La mer en est le dénominateur commun.

 

     

NB: De son nom complet Jacques Maurel de Maillé de la Tourlandry a signé ses oeuvres sous le nom de J de Maillé ou de JM de Maillé.

     

C'est à la Sainte Catherine de l'année 1915, lorsque tout arbre prend racine, que Jacques Maurel de Maillé planta les siennes. De solides racines mais dans une terre qui se révèlera un peu hostile....

Enfant caché fruit de la rencontre des jeunes héritiers de deux prestigieuses familles de notables, son éducation (par l'intermédiaire d'un prêtre ami de son grand père maternel) fut confiée à  une famille d'excellente réputation qui vivait au Bourg de Batz, aujourd'hui appelé Batz-sur-mer. C'est donc en ce pays bien aimé que le petit Jacques grandit. Son éducation fut assurée par un précepteur qui n'était autre que le curé de la Paroisse Saint Guénolé, d'où son excellente maîtrise du latin. De ces moments de studieuse complicité il semblait garder un bon souvenir.

════════════════

D'après le texte, sous quel nom Jacques Maurel de Maillé de la Tourlandry signait-il ses œuvres ? Appuyez-vous seulement sur le texte.

Données collectées:
════════════════

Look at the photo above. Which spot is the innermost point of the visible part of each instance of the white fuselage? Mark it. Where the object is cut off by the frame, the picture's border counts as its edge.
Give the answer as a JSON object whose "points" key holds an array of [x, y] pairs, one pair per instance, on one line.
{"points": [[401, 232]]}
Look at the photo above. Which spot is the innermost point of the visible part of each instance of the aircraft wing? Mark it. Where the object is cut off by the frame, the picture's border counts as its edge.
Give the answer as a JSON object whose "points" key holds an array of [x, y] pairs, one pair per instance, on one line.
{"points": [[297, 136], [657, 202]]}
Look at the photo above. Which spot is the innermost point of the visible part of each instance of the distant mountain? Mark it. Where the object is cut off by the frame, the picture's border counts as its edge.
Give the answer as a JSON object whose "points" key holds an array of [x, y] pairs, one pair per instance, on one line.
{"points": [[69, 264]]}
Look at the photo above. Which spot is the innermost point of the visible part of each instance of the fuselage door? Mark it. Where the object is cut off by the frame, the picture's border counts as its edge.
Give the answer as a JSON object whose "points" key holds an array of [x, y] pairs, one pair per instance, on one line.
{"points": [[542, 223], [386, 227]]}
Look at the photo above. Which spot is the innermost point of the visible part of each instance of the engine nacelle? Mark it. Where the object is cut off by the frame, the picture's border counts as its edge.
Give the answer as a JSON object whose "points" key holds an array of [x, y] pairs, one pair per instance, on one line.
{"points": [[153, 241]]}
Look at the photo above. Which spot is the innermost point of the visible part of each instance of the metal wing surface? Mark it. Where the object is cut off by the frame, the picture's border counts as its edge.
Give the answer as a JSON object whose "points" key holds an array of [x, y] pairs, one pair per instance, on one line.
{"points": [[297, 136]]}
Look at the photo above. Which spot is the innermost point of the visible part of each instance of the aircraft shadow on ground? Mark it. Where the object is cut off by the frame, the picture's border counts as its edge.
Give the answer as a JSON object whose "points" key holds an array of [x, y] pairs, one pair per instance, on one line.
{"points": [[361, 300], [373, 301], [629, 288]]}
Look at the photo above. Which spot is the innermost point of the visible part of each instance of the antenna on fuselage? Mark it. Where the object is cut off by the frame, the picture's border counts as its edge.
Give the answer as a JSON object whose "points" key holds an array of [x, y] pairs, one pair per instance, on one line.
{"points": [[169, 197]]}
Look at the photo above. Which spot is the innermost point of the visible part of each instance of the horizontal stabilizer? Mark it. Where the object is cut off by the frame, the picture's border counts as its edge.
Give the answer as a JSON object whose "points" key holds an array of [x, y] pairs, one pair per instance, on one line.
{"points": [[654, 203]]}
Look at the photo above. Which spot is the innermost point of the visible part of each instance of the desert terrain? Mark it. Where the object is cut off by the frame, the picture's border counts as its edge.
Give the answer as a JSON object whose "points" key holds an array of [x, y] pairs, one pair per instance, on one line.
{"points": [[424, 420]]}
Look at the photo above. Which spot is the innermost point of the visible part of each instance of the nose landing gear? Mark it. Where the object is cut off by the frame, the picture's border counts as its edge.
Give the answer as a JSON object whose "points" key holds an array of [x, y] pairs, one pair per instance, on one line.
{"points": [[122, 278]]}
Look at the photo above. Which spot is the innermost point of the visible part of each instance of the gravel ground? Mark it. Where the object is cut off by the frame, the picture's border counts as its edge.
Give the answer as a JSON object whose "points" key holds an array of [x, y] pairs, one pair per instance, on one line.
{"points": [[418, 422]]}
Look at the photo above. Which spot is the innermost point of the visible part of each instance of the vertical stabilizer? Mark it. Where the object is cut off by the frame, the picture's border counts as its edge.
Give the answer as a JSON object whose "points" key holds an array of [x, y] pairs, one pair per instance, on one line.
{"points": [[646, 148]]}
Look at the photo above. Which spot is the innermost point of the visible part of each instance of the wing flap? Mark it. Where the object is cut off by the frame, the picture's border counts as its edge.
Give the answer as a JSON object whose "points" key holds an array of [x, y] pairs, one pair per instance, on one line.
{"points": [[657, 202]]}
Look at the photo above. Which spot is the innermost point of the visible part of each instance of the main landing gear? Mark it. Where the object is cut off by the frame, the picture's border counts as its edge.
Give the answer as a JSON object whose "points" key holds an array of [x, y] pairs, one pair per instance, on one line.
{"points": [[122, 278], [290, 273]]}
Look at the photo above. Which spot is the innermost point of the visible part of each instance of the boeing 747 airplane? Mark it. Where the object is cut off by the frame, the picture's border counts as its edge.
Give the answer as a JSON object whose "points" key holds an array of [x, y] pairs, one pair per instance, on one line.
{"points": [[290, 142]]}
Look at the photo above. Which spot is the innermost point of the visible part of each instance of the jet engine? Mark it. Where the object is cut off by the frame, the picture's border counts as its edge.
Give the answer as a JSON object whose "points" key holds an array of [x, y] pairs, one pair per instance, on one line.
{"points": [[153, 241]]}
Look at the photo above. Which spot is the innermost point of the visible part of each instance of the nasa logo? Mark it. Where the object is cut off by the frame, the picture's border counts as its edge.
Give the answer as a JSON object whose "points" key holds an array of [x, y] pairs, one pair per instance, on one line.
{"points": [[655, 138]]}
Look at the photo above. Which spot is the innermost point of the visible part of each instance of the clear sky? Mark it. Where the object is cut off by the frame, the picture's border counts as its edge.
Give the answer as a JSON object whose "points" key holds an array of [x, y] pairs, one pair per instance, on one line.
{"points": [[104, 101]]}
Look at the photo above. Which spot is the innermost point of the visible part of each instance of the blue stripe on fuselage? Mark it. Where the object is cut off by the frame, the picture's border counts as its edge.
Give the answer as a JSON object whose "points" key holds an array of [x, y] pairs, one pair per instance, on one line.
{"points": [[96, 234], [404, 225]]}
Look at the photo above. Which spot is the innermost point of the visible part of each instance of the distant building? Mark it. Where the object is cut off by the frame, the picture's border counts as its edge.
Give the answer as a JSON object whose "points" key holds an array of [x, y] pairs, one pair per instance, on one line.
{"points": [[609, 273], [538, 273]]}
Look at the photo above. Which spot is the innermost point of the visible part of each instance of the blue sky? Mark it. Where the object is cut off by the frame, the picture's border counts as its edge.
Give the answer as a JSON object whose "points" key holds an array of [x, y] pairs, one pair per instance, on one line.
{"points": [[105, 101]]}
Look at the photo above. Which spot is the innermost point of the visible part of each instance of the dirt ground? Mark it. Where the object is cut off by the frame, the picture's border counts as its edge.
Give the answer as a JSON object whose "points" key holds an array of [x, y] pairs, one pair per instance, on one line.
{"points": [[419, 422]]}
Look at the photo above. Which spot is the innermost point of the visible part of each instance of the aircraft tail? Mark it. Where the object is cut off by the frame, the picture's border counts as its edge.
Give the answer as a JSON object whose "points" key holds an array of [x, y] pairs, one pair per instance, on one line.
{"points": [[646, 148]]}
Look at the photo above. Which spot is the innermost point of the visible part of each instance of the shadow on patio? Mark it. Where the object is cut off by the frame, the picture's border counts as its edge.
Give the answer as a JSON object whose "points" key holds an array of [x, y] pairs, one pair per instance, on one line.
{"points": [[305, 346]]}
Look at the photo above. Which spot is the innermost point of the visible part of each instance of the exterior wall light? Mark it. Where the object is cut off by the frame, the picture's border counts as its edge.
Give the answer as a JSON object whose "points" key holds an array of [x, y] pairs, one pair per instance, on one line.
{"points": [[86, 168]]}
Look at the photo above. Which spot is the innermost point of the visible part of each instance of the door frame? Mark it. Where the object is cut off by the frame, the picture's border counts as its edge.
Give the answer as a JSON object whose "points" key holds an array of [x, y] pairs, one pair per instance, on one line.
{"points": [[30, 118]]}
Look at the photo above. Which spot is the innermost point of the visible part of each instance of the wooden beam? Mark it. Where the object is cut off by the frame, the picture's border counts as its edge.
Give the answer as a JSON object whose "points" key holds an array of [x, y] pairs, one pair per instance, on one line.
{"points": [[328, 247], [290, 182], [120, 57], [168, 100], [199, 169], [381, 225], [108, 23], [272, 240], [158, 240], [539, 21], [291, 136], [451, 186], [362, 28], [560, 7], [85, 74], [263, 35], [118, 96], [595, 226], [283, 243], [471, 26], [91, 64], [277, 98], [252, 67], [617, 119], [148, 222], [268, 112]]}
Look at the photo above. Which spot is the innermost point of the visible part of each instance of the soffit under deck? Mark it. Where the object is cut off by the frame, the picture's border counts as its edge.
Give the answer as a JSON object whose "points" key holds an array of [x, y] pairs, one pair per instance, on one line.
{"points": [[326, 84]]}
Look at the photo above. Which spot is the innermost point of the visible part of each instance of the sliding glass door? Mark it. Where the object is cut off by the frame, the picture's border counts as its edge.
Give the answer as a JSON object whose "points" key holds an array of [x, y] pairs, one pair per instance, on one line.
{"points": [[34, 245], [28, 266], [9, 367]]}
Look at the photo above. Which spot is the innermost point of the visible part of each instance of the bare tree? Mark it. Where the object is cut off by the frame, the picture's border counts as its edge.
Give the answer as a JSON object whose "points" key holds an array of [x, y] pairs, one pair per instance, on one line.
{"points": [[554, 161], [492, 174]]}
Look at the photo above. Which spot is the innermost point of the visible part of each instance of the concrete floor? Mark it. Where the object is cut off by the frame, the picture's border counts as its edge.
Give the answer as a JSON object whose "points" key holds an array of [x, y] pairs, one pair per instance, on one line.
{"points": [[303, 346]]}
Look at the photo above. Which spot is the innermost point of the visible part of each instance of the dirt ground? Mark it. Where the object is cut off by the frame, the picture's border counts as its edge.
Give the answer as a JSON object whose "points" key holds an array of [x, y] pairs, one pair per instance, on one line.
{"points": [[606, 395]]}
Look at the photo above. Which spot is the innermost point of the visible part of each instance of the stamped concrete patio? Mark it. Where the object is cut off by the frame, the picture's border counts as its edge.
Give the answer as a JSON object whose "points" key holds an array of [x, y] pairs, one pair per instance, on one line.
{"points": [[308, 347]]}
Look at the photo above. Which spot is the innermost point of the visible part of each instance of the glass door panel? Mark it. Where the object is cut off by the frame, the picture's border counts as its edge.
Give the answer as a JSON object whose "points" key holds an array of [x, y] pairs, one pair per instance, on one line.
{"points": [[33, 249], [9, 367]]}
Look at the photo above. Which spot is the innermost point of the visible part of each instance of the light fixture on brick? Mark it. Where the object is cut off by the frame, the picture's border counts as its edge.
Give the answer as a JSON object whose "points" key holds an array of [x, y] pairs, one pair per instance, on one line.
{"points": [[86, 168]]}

════════════════

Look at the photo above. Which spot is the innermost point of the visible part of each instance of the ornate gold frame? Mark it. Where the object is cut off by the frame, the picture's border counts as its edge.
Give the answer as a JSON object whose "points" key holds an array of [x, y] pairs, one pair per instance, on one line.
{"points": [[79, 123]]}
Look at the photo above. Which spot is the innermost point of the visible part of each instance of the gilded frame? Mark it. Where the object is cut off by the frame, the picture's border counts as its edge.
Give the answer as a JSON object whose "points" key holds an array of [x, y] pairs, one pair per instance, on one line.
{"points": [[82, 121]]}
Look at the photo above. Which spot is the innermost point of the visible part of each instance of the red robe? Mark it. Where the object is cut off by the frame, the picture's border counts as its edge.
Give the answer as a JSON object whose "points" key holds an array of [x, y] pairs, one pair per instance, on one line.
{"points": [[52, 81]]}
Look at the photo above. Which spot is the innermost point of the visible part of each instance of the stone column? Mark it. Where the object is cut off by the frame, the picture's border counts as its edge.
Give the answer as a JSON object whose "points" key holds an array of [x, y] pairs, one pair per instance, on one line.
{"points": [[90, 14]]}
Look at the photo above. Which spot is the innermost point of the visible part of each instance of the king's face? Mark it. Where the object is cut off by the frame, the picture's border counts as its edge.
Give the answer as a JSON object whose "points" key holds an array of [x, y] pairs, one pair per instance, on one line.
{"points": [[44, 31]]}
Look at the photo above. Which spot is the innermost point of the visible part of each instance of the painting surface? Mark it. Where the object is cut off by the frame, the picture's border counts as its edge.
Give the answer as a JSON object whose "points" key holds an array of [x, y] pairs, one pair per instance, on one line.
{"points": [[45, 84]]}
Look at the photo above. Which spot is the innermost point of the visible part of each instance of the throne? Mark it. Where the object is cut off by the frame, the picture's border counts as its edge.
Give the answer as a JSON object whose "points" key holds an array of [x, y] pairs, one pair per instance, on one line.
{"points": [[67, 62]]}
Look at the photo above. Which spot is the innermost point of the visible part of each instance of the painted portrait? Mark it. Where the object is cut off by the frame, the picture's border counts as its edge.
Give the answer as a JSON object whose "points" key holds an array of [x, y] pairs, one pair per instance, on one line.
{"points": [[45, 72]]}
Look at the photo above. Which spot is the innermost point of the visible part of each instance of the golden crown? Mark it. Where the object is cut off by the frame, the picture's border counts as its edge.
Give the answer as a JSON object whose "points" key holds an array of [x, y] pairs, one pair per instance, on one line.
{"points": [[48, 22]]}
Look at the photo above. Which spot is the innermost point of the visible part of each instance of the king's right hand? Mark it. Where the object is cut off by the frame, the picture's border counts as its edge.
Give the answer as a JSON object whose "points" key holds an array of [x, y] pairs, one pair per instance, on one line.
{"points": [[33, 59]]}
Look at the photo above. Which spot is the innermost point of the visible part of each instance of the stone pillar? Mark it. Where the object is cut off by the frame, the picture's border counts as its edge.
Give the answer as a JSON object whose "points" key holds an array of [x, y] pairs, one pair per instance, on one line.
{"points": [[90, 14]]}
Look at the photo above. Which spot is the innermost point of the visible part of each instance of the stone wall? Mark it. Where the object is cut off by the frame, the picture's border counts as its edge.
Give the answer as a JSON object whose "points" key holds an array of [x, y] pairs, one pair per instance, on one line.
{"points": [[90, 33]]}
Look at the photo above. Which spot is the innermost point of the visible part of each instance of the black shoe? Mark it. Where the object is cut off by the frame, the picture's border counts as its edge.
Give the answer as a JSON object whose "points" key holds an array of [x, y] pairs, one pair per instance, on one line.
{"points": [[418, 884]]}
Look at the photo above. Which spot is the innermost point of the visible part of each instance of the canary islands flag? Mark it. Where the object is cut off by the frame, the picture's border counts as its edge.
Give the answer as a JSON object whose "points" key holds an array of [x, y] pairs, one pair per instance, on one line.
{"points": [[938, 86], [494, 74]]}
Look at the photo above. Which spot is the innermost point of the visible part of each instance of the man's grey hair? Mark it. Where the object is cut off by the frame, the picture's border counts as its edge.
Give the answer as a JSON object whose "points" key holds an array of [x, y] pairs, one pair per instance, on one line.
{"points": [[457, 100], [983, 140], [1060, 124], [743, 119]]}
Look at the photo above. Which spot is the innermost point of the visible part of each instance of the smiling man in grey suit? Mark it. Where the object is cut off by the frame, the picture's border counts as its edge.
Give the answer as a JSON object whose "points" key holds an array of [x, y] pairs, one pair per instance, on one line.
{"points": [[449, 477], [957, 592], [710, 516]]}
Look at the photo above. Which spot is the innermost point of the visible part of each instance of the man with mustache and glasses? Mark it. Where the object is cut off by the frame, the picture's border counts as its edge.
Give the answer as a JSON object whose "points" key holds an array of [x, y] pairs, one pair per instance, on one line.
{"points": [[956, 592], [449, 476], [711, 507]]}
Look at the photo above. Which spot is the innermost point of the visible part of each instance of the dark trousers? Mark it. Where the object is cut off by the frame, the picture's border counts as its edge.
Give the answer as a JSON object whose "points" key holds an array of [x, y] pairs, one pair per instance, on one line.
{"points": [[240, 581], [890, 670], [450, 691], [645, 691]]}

════════════════

#### RÉPONSE COMPLÈTE:
Il signait sous le nom de J de Maillé ou de JM de Maillé.